INFORMATION GIVEN:
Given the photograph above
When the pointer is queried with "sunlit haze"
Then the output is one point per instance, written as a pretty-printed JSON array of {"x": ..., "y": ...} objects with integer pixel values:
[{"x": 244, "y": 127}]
--
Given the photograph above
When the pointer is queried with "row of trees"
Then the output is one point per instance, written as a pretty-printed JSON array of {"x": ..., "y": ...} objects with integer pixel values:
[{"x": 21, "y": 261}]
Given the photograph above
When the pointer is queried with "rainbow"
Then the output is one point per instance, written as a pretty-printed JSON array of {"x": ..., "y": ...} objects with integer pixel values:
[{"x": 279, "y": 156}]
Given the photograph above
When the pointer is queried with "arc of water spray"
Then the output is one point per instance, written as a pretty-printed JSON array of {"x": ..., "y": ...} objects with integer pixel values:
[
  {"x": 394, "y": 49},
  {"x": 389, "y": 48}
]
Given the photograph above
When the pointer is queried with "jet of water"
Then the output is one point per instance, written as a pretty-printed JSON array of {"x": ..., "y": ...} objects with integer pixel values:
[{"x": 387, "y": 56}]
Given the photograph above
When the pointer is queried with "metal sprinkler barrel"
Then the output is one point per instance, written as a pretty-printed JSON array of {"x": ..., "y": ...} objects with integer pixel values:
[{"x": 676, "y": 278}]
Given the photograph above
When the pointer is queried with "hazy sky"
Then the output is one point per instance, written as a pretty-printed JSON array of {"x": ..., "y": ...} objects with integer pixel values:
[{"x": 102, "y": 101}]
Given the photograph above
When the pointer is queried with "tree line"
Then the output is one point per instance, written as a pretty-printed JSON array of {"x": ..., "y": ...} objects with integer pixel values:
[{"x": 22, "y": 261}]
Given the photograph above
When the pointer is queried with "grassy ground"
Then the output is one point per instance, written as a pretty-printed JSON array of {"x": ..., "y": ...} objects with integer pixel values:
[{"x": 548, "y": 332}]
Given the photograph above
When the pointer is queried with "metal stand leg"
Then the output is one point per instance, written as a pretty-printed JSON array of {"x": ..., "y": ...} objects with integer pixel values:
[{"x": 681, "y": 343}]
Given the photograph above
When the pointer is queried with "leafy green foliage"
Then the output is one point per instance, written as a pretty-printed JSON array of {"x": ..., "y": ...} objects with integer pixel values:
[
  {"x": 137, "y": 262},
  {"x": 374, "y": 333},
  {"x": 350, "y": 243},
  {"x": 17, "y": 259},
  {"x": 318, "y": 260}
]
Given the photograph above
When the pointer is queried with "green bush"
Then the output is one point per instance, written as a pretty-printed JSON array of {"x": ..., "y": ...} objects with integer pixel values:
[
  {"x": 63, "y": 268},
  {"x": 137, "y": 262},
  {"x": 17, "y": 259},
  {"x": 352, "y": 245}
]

PROMPT:
Please show every line above that contains the string "pointer", copying each one in full. Case counts.

COMPLETED TASK:
When the pointer is queried with "sunlit haze"
When the pointer is queried with "row of trees"
When the pointer is queried with "rainbow"
When the pointer is queried with "arc of water spray"
When the pointer is queried with "jet of water"
When the pointer is queried with "metal sprinkler barrel"
When the pointer is queried with "hazy sky"
When the pointer is queried with "tree line"
When the pointer is queried with "grassy ground"
When the pointer is queried with "metal stand leg"
When the pointer is queried with "leafy green foliage"
When the pointer is queried with "green bush"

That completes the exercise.